─── TEXT UNDER STUDY ───

EDITOR NOTE: This article covers something we all know too well, whether we’re one of the unfortunate people who’ve lost a job, or whether we’re part of the investing crowd trying to make sense of the markets. Markets are responding heavy-handedly to any news concerning stimulus talks. The last stimulus helped the economy avert a recession (perhaps even, a depression). It was the driving force behind the spending that helped the short-lived recovery. The key term is “short-lived.” And as the Fed’s Kashkari warns, without a continuation of the stimulus, Americans may finally feel the full brunt of the pandemic’s negative effects on the economy.
Minneapolis Federal Reserve President Neel Kashkari became the latest central banker to warn against not getting more stimulus to the U.S. economy, saying that the cost of doing nothing could be major.
As the impasse in Washington intensifies, Kashkari told CNBC that workers, businesses and governments need more cash from Congress.
“There are enormous consequences if we just let things go, and the downturn will end up being much worse,” he said on “Squawk Box.” “If we don’t support people who have lost their jobs, then they can’t pay their bills and then it ripples through the economy and the downturn is much worse than it needs to be.”

─── EXERCISE DATA ───

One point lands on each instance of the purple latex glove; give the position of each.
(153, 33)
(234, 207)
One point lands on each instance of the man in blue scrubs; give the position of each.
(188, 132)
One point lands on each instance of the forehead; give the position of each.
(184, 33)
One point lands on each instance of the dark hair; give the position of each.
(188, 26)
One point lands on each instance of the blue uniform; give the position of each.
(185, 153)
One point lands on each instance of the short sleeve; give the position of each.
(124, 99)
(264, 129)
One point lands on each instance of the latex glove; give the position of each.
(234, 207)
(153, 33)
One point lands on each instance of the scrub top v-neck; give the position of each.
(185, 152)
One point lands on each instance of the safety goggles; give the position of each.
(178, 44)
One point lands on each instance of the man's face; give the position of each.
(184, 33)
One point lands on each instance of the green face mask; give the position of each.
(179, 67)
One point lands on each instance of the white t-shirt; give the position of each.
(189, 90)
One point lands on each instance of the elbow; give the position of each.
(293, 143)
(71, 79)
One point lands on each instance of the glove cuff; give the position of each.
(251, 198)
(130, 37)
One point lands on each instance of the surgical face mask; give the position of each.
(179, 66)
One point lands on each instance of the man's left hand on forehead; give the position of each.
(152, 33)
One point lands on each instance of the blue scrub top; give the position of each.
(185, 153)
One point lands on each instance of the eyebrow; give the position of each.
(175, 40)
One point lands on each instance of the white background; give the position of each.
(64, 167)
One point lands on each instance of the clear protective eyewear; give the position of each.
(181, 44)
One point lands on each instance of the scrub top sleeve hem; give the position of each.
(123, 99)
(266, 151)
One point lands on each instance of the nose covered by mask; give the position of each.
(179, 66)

───

• **TASK SET**:
• a. Answer these about the article on Kashkari's stimulus warning:
(i) What position does Neel Kashkari hold?
(ii) On which program did he make his remarks?
(iii) According to the editor note, what did the last stimulus help the economy avert?
• b. Reproduce everything in the article on Kashkari's stimulus warning from "EDITOR NOTE: This" down to "on the economy.".
• c. Write what comes next in the article on Kashkari's stimulus warning, starting after its last sentence.

• **RESPONSES TO THE EXERCISE**:
• a.
(i) President of the Minneapolis Federal Reserve.
(ii) "Squawk Box," on CNBC.
(iii) A recession, perhaps even a depression.

• b.
EDITOR NOTE: This article covers something we all know too well, whether we’re one of the unfortunate people who’ve lost a job, or whether we’re part of the investing crowd trying to make sense of the markets. Markets are responding heavy-handedly to any news concerning stimulus talks. The last stimulus helped the economy avert a recession (perhaps even, a depression). It was the driving force behind the spending that helped the short-lived recovery. The key term is “short-lived.” And as the Fed’s Kashkari warns, without a continuation of the stimulus, Americans may finally feel the full brunt of the pandemic’s negative effects on the economy.

• c.
Talks over getting more funding from Washington came to a halt Tuesday when President Donald Trump ordered his negotiators to stand down until after the November election. However, Trump modified his stance later, urging funding specifically to the airline industry and a general piecemeal approach that Democrats have previously rejected.
Fed officials have been warning about a failure to act.
Prior to Trump’s move, Fed Chairman Jerome Powell said Tuesday that additional fiscal help is needed and that there was little worry of doing too much. After Trump’s directive, Cleveland Fed President Loretta Mester told CNBC that a delay in stimulus would mean a “much slower” recovery.
“Whatever assistance can be provided to people who have lost their jobs is important,” Kashkari said. “Whatever assistance can be provided to small businesses that have been affected by the pandemic is important, and supporting state and local governments, whose revenues have been hammered by the Covid crisis, that also is important, because they employ a lot of people.”
Kashkari added that the nature of the downturn, which was caused solely by the coronavirus pandemic and not because of systemic weakness as during the financial crisis, means there is no particular “moral hazard” in using public money to bail out private industry.
Congress thus far has approved more than $2 trillion in funding, though most of that allocation has expired. For its part, the Fed has slashed interest rates and implemented more than a dozen lending and market functioning programs.
“There are millions of Americans who are affected by this, and I think just letting them deal with it on their own, I don’t think it’s the right thing to do and I don’t think it’s good for the economy overall,” Kashkari said.